PROBLEM TO SOLVE - Pull out every line below that contains the string "sculpture", with case counting. Copy each one in full.

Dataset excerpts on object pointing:
==================================================
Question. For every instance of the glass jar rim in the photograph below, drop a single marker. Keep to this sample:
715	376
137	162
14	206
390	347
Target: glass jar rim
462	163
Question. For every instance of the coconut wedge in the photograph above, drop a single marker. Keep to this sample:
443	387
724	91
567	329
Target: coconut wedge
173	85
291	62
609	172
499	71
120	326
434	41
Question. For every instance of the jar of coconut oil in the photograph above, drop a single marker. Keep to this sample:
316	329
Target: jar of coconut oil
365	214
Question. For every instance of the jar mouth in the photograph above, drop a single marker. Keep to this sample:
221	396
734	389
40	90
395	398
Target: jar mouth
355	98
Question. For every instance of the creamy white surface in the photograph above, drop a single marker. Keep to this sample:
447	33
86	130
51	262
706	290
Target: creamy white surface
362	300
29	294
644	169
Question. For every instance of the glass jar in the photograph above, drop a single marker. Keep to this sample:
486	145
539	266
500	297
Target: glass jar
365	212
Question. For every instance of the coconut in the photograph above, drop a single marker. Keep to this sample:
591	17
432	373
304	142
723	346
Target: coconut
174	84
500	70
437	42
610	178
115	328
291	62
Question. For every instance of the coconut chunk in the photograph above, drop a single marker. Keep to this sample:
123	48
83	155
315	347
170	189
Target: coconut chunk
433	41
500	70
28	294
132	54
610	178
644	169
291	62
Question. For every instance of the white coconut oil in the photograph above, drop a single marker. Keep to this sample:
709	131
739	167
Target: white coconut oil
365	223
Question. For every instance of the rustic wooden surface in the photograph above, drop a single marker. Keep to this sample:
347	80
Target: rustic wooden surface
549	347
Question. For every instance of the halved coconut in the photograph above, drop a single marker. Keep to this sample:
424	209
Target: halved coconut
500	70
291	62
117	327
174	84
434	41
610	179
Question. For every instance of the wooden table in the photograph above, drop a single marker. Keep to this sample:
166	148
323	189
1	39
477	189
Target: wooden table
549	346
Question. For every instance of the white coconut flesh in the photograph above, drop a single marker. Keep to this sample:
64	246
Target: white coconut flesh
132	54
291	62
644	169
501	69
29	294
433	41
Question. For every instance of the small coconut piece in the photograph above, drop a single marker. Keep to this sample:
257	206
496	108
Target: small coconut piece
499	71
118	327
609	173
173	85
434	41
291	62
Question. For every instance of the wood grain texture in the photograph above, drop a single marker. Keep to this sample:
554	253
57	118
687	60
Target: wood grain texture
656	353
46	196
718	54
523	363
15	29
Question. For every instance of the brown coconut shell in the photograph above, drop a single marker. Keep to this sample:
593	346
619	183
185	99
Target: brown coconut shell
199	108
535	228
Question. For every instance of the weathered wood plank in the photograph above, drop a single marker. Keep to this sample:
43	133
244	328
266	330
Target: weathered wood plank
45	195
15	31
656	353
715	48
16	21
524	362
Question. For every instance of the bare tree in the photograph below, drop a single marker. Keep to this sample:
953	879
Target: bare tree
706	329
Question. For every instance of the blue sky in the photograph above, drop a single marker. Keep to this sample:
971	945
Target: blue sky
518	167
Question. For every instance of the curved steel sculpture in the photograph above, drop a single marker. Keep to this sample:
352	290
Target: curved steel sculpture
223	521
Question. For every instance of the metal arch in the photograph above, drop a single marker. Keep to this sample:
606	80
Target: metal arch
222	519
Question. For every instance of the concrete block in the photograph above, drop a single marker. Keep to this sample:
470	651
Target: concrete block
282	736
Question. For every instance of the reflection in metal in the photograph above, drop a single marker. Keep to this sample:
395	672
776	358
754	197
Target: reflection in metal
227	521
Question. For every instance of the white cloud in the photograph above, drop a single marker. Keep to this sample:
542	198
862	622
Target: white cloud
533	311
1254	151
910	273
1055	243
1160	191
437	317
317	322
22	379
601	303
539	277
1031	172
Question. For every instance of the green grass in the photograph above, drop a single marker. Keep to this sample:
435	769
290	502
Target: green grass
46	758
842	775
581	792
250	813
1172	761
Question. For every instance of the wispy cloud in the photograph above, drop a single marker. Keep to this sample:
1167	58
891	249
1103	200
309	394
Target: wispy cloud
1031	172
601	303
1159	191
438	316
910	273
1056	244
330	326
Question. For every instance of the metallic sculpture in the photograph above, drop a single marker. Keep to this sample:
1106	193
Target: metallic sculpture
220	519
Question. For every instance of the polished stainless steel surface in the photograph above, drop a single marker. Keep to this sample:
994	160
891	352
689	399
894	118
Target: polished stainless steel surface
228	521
==================================================
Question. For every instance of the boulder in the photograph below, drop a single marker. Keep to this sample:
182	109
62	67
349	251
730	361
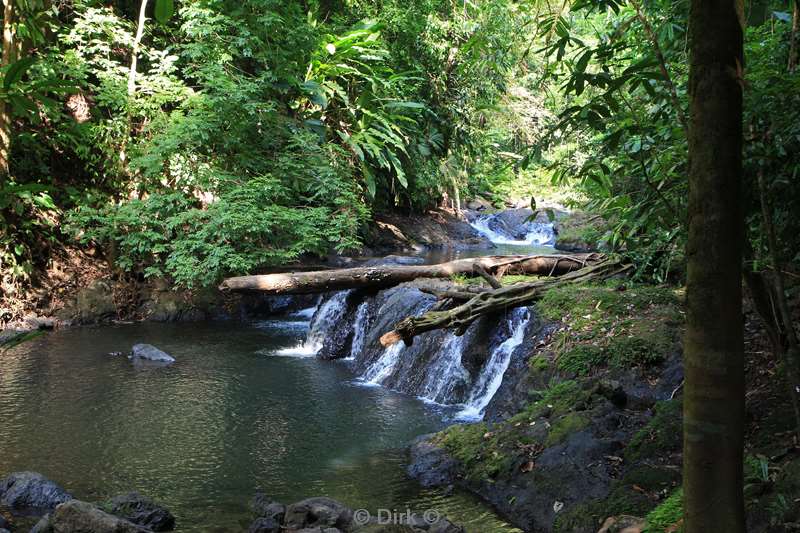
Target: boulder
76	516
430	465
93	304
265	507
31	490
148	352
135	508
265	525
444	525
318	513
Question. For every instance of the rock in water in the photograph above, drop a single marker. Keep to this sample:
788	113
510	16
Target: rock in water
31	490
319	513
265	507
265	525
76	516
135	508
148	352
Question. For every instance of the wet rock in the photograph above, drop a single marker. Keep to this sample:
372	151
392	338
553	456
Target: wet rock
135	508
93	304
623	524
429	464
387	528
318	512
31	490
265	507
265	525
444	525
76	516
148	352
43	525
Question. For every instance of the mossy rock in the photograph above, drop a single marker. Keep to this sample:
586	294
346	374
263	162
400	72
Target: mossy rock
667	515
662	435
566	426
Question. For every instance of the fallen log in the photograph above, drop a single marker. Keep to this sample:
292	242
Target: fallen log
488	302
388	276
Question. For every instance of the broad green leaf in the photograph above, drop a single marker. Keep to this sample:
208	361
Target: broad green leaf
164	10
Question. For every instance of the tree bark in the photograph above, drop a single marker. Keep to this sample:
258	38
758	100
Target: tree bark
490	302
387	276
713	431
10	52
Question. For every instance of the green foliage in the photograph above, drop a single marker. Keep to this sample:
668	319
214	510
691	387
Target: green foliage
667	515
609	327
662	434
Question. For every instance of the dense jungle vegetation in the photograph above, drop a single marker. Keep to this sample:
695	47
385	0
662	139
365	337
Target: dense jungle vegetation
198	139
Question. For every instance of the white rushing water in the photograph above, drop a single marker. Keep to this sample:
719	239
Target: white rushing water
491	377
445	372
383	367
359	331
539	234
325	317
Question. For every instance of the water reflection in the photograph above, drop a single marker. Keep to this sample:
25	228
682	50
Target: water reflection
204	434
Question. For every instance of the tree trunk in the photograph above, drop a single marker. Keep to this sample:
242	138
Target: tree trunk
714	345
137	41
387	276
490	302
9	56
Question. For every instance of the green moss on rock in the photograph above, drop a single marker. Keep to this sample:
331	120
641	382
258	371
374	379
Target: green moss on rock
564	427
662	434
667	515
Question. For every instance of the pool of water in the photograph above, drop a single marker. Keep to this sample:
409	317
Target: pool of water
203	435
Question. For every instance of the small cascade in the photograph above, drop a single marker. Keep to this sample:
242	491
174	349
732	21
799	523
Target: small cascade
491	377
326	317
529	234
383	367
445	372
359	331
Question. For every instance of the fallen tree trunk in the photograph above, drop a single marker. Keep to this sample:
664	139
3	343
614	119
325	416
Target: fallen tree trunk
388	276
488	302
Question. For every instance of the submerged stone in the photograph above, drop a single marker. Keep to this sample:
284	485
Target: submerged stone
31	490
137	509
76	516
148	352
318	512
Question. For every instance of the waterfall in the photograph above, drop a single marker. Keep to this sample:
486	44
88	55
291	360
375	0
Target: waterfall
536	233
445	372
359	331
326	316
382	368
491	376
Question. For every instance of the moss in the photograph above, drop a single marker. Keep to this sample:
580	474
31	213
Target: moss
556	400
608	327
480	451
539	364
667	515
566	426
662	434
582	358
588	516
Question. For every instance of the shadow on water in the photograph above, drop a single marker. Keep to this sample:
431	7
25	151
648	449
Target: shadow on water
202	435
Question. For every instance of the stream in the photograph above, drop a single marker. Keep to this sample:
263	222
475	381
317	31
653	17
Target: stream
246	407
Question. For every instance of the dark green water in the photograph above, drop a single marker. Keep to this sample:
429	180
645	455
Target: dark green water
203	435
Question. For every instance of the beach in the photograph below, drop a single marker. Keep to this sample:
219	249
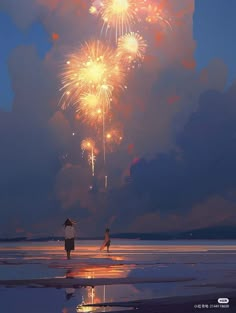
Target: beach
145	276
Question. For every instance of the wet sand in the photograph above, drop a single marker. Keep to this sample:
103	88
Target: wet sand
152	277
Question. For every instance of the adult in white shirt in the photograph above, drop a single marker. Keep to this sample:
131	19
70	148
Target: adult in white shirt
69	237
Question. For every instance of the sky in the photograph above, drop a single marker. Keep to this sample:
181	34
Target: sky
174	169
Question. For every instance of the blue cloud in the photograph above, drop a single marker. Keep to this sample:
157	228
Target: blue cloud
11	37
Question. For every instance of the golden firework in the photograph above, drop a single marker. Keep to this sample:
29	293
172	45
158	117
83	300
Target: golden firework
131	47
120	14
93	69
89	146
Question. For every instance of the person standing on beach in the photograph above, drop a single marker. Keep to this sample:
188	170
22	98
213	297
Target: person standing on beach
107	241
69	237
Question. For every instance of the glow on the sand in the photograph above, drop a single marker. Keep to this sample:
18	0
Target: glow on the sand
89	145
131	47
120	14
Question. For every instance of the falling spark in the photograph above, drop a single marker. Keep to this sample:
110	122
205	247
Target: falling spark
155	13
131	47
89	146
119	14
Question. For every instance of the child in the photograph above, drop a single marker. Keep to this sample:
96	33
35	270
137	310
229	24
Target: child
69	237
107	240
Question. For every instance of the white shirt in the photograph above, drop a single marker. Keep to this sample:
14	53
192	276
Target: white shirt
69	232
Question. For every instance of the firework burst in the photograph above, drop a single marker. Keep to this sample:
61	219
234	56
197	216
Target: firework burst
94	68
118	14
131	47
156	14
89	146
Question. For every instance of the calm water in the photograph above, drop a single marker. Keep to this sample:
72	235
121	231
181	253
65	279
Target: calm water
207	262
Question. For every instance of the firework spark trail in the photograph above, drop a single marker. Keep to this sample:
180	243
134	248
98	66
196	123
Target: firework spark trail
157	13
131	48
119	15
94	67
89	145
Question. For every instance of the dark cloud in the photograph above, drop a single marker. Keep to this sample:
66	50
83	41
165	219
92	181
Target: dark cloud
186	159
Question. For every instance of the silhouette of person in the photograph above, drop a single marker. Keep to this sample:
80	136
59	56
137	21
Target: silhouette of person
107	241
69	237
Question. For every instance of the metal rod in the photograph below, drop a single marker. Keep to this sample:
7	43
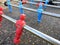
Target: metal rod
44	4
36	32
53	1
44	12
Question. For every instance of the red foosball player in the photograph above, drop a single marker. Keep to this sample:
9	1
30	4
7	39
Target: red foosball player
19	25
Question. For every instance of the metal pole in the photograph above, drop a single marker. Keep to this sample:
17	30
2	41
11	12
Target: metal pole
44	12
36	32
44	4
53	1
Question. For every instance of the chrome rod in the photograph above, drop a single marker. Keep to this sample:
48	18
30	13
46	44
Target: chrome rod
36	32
==================================================
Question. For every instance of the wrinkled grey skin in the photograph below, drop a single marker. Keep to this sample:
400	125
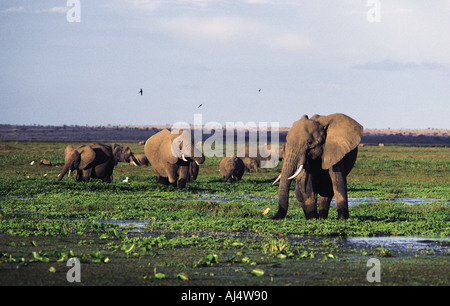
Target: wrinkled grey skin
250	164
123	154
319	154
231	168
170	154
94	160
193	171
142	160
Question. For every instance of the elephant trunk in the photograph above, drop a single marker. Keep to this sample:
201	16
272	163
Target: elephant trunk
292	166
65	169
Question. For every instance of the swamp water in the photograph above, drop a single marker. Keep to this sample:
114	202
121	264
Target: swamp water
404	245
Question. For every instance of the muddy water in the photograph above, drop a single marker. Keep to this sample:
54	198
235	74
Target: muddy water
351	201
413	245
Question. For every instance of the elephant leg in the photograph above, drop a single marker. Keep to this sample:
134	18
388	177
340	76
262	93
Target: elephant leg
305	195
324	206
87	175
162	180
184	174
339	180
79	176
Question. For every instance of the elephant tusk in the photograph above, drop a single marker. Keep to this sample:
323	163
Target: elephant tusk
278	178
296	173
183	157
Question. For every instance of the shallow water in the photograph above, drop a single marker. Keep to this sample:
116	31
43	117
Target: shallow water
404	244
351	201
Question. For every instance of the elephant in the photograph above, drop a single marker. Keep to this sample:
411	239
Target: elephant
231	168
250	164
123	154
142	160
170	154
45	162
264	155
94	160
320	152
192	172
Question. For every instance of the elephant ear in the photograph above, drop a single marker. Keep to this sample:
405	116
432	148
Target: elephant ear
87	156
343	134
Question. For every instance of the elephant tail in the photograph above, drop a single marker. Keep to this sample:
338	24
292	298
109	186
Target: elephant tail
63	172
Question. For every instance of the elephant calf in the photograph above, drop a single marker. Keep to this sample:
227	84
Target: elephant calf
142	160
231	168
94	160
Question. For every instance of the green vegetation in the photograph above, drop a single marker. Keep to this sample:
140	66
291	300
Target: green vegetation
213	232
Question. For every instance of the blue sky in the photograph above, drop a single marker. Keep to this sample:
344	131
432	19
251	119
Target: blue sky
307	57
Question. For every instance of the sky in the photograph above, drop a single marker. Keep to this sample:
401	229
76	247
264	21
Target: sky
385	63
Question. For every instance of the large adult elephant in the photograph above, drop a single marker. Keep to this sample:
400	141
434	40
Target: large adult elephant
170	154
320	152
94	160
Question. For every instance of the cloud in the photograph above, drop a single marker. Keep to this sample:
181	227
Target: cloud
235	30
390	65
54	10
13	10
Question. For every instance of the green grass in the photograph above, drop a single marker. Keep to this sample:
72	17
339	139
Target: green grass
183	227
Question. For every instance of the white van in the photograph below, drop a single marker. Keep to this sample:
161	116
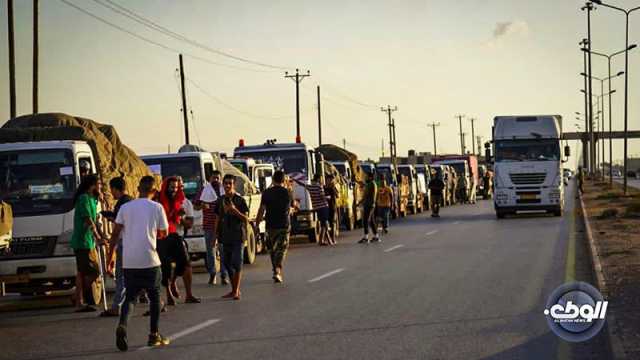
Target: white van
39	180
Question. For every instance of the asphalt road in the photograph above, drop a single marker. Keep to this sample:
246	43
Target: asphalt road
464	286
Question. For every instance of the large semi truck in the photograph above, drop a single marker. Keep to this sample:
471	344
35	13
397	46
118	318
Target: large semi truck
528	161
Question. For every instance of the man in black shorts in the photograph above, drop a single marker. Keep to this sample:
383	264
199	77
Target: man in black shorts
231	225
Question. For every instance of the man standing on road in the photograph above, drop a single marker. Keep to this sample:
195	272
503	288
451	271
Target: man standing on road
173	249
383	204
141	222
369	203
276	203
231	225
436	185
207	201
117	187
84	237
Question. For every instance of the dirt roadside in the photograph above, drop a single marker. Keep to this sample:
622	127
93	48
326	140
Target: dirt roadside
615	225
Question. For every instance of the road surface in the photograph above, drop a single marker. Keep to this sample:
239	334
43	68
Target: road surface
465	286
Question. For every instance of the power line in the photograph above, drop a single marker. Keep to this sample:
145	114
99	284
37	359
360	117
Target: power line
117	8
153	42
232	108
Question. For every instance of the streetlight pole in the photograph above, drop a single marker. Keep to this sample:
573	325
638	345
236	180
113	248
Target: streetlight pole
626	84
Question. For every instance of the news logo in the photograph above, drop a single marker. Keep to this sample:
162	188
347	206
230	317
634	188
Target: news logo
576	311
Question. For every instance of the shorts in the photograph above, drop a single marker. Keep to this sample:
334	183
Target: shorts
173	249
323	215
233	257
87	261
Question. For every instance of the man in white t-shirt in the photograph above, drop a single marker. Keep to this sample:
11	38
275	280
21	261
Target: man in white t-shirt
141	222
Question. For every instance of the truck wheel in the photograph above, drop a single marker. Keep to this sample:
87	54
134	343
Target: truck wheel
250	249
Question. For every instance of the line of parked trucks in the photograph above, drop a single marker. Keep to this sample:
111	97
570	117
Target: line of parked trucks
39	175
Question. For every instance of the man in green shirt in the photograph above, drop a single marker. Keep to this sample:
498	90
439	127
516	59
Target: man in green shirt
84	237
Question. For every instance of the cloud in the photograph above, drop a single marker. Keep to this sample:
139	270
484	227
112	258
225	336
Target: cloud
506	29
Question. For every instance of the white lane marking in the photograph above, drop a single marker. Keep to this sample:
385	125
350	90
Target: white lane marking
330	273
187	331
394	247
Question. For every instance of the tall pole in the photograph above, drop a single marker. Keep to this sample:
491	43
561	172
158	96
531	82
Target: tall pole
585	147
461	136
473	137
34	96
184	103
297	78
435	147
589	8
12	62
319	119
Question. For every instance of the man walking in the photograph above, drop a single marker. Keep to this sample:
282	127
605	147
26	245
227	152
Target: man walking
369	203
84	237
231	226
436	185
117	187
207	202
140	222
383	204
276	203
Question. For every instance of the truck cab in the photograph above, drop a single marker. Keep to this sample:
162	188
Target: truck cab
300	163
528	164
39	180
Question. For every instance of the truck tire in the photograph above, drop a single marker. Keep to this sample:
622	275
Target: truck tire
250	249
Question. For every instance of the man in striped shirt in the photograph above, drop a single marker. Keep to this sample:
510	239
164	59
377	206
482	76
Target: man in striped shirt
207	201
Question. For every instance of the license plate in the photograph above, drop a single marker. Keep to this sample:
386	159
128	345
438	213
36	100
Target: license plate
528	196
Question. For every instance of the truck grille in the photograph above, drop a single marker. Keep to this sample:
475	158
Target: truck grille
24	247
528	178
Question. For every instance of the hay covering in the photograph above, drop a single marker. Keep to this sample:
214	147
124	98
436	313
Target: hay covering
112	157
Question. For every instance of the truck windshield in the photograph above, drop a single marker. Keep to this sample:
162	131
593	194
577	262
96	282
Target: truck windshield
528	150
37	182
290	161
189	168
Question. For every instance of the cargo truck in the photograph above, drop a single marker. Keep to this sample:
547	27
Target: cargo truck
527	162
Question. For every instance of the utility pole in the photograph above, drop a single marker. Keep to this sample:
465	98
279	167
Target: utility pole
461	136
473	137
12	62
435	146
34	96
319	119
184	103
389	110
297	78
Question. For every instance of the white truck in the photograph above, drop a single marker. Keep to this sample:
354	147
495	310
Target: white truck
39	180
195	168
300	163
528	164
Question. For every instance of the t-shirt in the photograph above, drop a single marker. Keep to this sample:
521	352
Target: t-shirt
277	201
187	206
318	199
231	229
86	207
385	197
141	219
==================================================
SOLUTION TO THIS EXERCISE -
Question. For every instance of the curved steel sculpture in the photograph above, drop a single marker. Keep to this sample:
Target: curved steel sculpture
Question. For every instance of the metallic sculpture in the photograph above, drop a single marker. Keep to this sample:
Target: metallic sculpture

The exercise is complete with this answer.